→ **Задание для выполнения**
Перепишите полностью и без каких-либо изменений приведенный ниже отрывок о пути связистов из Мариновки к Саур-Могиле.

Ночью за углом дома в Мариновке мы услышали
немецкую речь. В этот момент нас чудом разыскал
заместитель начальника связи дивизии и приказал
свернуть радиостанцию и, пользуясь темнотой,
уходить с ней в направлении Саур-Могилы, где были
штабы многих подразделений.
Саур-Могилу, так же как и Мариновку, днем
непрерывно бомбили. Поэтому траншеи там все
время углубляли. В одну из них в темноте мы и
провалились. Когда рассвело, оказавшийся тут
майор армейской медслужбы попросил связаться со
штабом армии и передать шифровку о наших потерях.
Передавал я, но, к несчастью, не обратил внимания,
что в адресе шифровки было незашифровано "5
у.а.", что обозначало "5-я ударная армия".
Сразу же из штаба армии запросили, кто из какого
подразделения передавал шифровку. Я назвал себя,
не предполагая, какой это грозило неприятностью.

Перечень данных

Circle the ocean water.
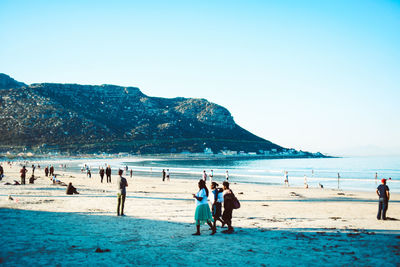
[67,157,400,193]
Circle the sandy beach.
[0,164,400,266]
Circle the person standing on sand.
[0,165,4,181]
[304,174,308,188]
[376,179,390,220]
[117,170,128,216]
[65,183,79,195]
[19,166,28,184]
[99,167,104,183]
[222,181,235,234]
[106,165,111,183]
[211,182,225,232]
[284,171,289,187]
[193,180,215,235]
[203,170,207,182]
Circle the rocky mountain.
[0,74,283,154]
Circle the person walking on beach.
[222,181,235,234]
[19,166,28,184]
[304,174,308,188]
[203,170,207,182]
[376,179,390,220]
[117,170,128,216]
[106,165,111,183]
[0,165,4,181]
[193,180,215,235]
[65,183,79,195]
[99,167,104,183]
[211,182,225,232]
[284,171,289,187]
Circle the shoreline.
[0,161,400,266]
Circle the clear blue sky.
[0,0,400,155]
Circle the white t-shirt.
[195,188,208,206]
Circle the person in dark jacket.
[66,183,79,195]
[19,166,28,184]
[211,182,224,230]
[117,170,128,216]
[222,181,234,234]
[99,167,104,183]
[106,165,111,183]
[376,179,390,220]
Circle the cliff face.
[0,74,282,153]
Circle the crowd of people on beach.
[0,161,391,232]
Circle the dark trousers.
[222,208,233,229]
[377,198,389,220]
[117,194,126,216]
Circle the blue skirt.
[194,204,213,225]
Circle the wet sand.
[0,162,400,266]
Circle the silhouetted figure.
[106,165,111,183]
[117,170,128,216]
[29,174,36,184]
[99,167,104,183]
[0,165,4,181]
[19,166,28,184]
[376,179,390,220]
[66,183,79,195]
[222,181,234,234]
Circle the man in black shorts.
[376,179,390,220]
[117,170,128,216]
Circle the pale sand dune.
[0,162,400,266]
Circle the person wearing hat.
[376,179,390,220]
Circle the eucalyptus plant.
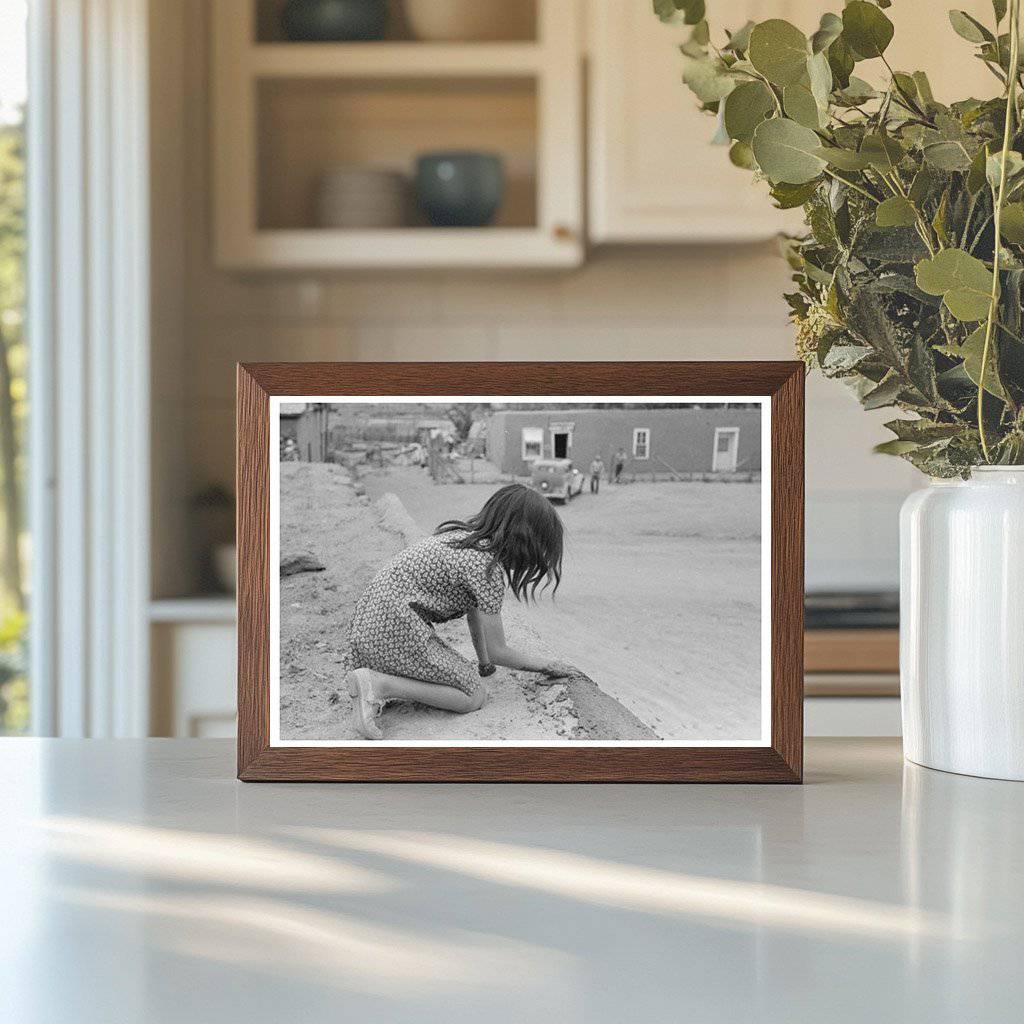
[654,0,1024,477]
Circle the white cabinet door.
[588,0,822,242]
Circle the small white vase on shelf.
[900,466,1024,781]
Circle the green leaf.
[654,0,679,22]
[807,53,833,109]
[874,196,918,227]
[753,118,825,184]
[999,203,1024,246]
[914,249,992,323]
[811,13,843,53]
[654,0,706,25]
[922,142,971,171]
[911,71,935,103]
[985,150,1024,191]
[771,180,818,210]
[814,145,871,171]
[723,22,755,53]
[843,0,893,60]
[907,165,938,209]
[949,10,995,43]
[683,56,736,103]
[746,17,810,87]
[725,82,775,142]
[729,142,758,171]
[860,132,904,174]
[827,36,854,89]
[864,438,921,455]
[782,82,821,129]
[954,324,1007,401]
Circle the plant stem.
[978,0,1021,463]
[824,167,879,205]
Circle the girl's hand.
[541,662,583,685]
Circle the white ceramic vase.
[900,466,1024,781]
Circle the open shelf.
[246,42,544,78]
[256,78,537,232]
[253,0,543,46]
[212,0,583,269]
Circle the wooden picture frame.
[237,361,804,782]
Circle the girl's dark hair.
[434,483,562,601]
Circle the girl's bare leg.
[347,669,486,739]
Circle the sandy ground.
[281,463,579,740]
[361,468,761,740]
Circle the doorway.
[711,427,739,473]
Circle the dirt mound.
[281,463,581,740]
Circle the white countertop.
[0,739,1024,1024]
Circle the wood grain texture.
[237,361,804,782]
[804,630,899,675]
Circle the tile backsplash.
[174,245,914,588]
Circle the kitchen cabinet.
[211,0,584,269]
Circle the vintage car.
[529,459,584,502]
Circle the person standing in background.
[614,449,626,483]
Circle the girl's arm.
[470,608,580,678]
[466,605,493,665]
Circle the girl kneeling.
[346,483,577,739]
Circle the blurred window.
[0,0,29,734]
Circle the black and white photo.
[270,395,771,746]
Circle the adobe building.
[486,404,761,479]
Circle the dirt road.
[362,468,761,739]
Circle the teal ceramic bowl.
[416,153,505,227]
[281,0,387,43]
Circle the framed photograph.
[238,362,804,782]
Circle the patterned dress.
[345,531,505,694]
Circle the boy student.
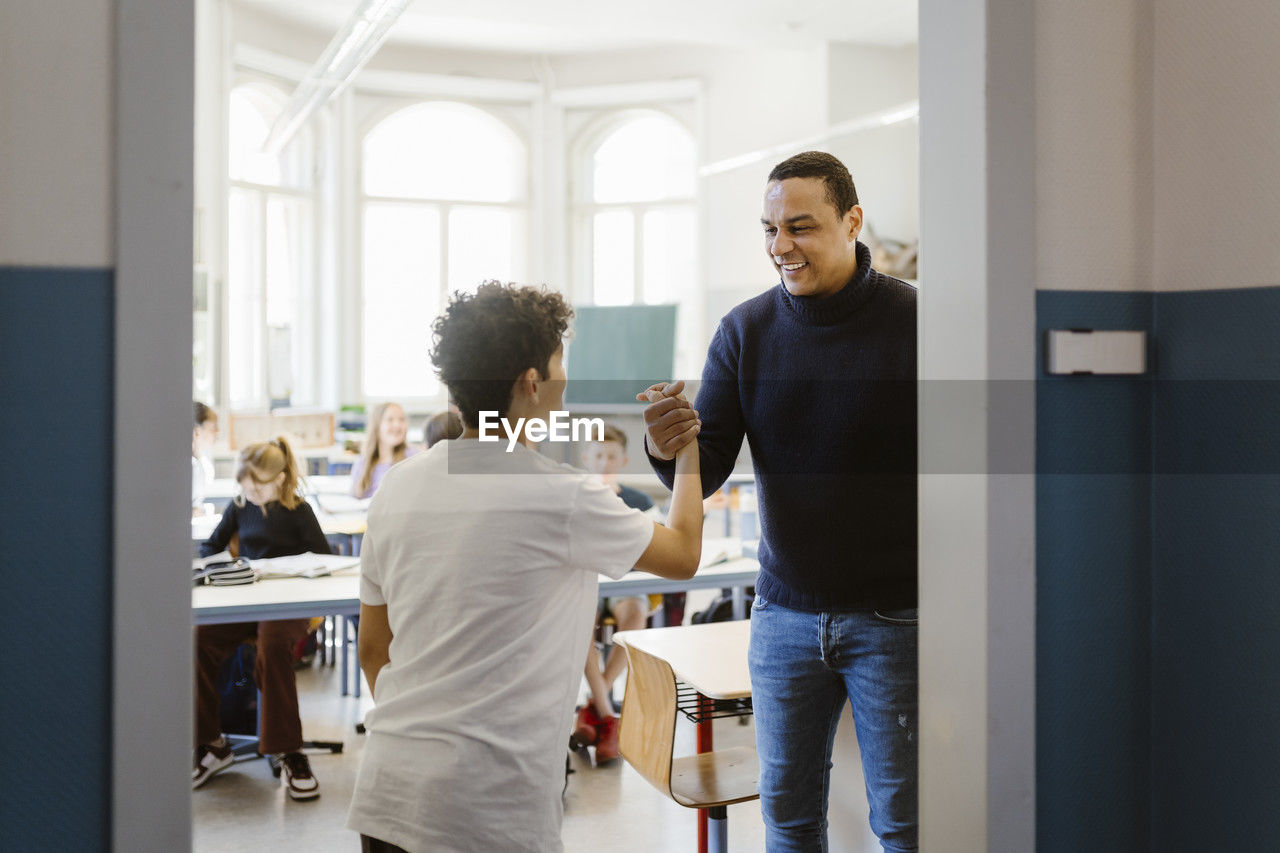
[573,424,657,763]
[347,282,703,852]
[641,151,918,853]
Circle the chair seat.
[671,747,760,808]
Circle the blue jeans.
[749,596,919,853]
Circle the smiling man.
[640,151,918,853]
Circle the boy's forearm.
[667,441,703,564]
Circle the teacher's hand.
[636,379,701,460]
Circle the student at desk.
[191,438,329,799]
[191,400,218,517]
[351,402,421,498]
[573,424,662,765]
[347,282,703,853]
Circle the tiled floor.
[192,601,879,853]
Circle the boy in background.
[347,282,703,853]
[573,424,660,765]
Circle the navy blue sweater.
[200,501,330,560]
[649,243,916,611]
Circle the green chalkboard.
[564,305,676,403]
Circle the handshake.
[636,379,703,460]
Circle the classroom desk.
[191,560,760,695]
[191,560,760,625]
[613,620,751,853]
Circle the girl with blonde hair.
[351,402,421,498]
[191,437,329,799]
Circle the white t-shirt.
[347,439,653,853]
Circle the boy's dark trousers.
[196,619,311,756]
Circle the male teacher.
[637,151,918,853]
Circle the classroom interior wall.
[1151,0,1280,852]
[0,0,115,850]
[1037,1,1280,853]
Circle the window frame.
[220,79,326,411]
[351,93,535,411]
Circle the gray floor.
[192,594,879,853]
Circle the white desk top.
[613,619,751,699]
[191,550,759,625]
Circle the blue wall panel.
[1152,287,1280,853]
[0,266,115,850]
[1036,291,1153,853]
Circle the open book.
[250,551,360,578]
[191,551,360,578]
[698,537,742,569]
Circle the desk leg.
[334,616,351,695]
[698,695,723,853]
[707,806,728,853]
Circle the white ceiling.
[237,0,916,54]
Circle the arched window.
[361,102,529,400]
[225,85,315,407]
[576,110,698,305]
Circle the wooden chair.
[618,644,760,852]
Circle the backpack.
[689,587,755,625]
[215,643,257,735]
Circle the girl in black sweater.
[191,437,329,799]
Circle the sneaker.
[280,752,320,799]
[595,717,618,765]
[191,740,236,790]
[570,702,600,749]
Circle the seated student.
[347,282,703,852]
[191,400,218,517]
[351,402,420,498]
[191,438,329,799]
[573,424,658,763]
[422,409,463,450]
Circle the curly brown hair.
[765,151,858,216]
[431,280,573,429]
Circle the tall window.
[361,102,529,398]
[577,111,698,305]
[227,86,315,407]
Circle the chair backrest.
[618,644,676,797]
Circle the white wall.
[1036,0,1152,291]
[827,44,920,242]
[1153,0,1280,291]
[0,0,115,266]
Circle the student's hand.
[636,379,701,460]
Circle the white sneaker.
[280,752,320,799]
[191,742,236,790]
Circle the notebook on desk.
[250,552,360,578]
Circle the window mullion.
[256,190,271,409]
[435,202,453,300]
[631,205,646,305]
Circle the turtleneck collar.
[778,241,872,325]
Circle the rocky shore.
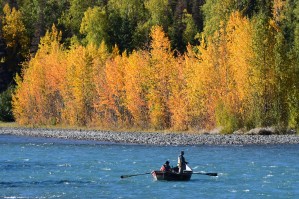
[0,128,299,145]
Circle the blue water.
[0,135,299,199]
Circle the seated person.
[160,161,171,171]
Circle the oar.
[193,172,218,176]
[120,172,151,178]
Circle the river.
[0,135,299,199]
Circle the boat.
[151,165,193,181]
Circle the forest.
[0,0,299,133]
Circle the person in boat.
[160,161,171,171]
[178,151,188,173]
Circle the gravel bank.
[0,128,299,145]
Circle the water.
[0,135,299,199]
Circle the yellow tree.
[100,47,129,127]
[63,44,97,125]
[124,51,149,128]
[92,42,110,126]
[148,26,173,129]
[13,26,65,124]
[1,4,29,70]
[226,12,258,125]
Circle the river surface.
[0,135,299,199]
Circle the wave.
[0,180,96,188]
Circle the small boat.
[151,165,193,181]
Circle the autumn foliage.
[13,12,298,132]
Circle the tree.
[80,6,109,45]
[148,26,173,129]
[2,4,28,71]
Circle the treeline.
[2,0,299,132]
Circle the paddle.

→ **Ответ на задание**
Ночью за углом дома в Мариновке мы услышали
немецкую речь. В этот момент нас чудом разыскал
заместитель начальника связи дивизии и приказал
свернуть радиостанцию и, пользуясь темнотой,
уходить с ней в направлении Саур-Могилы, где были
штабы многих подразделений.
Саур-Могилу, так же как и Мариновку, днем
непрерывно бомбили. Поэтому траншеи там все
время углубляли. В одну из них в темноте мы и
провалились. Когда рассвело, оказавшийся тут
майор армейской медслужбы попросил связаться со
штабом армии и передать шифровку о наших потерях.
Передавал я, но, к несчастью, не обратил внимания,
что в адресе шифровки было незашифровано "5
у.а.", что обозначало "5-я ударная армия".
Сразу же из штаба армии запросили, кто из какого
подразделения передавал шифровку. Я назвал себя,
не предполагая, какой это грозило неприятностью.